> _Geselecteerde passage_
____

De hemel is van blik is een noodzakelijke getuigenis over een onderbelicht thema. Wel zal het boek bij menig lezer nog dagen door het hoofd spoken.


Deze recensie van mij verscheen op #hebban op 2 juli 2022.

https://www.hebban.nl/recensie/sofiedebraekeleer-over-de-hemel-is-van-blik?share=1

vrijdag 1 juli 2022

 

Woorden voor het onbenoembare

 

Douglas Stuart, die we kennen als Booker Prize winnaar van 2020 voor zijn debuut Shuggie Bain, is terug en hoe. De Schot uit Glasgow toont met Young Mungo opnieuw zijn virtuositeit. De mooie vertaling van het boek in het Nederlands als Mungo is van Kitty Pouwels en Josephine Ruitenberg. Nieuw Amsterdam gaf het boek uit.

Mungo is de jongste telg in een arm, protestants eenoudergezin in Glasgow. Hij heeft zoals een goedige buurvrouw opmerkt ‘een gouwe hartje maar veel verstand zit d’r nie bij’. Zijn moeder werd heel jong zwanger en eindigt alleen met drie kinderen. Haar grootste liefde is de fles. Mungo’s oudere zus Jodie doet wat ze kan, maar kan hem niet beschermen tegen de grauwe armoede en het geweld. Wanneer Mungo bevriend raakt met James, lijkt zijn leven ten goede te keren. James blijkt echter katholiek, iets wat Mungo verzwijgt voor zijn oudere broer, protestants bendeleider Hamish. Wanneer de vriendschap tussen beide jongens langzaam opbloeit tot meer, is het een kwestie van tijd voor Mungo in de problemen komt in deze brute, hypermannelijke wereld. Deze verhaallijn in het verleden wisselt Stuart af met een kampeertrip die Mungo in het heden maakt met twee mannen. De gebeurtenissen tijdens deze trip veranderen hem ingrijpend. Is er een toekomst voor Mungo en James en heeft hij nog de kracht om daarvoor te vechten?

____

> _Opdrachten_
a – Beantwoord op basis van de geselecteerde passage de volgende vragen:
(i) Met welk debuut won Douglas Stuart de Booker Prize van 2020?
(ii) Welke uitgeverij gaf Mungo uit?
(iii) Hoe heet de oudere broer van Mungo, en welke rol heeft hij?
b – Schrijf uit de geselecteerde passage letterlijk het deel over dat begint met de woorden "De hemel is" en eindigt met "2 juli 2022.".
c – Vertaal de zin "Wanneer Mungo bevriend raakt met James, lijkt zijn leven ten goede te keren." uit de geselecteerde passage naar het Engels.

____

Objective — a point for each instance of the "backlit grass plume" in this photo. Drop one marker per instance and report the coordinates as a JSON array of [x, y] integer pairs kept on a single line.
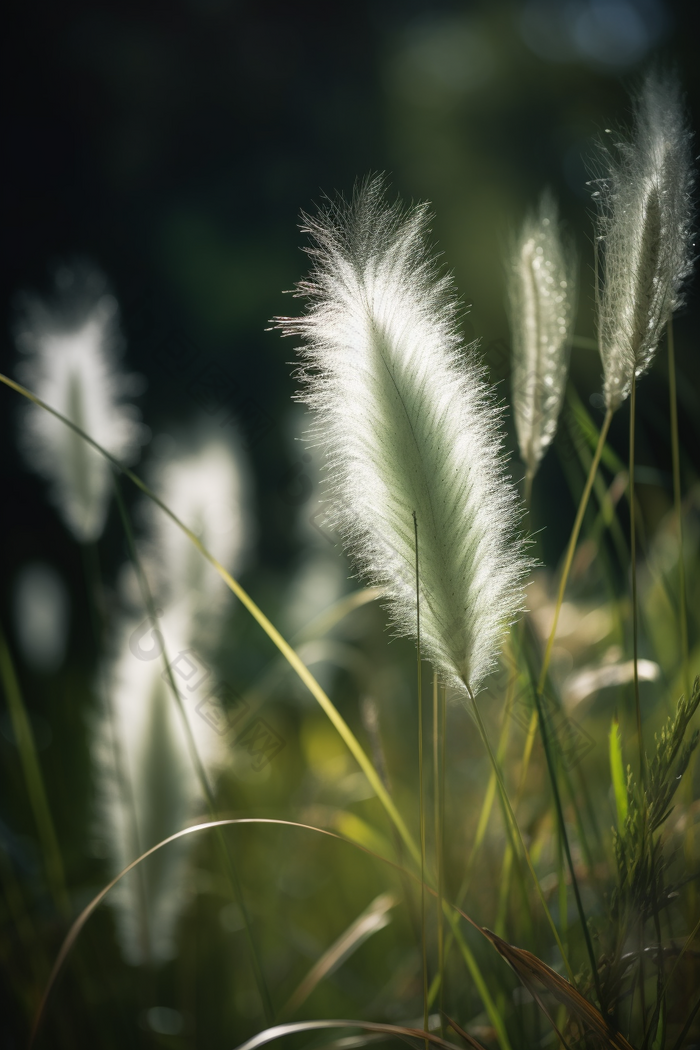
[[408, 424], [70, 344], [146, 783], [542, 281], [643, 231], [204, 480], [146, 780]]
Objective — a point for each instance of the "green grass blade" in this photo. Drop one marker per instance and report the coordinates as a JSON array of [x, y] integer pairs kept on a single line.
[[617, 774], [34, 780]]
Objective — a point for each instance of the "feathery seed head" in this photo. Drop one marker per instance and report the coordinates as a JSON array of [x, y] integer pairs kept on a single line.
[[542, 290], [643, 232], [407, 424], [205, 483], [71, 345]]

____

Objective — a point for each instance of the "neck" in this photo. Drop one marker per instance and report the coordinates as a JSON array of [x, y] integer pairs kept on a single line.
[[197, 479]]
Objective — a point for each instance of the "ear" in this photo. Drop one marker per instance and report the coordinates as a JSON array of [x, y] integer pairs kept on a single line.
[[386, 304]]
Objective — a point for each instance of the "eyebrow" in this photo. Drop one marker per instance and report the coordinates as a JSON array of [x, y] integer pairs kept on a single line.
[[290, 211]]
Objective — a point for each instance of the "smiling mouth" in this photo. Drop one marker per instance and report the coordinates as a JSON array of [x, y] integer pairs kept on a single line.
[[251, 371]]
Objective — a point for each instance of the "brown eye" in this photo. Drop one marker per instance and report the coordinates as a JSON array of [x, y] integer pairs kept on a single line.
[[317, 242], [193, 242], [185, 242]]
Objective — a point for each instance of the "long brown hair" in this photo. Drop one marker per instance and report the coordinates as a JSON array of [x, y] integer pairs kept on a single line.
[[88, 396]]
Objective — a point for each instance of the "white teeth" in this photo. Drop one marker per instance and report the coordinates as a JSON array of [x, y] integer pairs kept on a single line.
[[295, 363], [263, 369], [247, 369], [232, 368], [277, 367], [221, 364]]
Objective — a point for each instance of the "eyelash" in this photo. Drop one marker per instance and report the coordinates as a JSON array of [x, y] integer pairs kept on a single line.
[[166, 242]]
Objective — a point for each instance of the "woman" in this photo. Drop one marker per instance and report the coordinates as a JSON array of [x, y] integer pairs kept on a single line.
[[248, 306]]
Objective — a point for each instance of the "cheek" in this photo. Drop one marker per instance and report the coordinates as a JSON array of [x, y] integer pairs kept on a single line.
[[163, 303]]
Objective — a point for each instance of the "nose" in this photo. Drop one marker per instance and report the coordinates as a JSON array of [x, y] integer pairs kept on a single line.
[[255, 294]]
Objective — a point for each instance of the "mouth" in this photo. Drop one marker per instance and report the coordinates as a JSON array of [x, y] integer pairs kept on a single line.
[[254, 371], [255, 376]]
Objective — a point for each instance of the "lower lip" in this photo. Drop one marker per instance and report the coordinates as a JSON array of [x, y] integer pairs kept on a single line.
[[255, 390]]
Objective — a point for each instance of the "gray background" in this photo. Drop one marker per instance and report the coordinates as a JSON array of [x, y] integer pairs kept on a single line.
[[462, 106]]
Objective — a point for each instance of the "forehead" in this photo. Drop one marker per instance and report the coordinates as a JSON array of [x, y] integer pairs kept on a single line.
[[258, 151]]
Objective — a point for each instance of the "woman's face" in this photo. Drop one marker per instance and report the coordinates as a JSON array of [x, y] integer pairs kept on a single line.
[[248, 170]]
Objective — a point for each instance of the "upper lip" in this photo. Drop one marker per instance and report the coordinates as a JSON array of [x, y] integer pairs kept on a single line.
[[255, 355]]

____

> _Antwoorden per opdracht_
a –
(i) Shuggie Bain
(ii) Nieuw Amsterdam
(iii) Hamish, een protestantse bendeleider

b –
De hemel is van blik is een noodzakelijke getuigenis over een onderbelicht thema. Wel zal het boek bij menig lezer nog dagen door het hoofd spoken.


Deze recensie van mij verscheen op #hebban op 2 juli 2022.

c – When Mungo becomes friends with James, his life seems to take a turn for the better.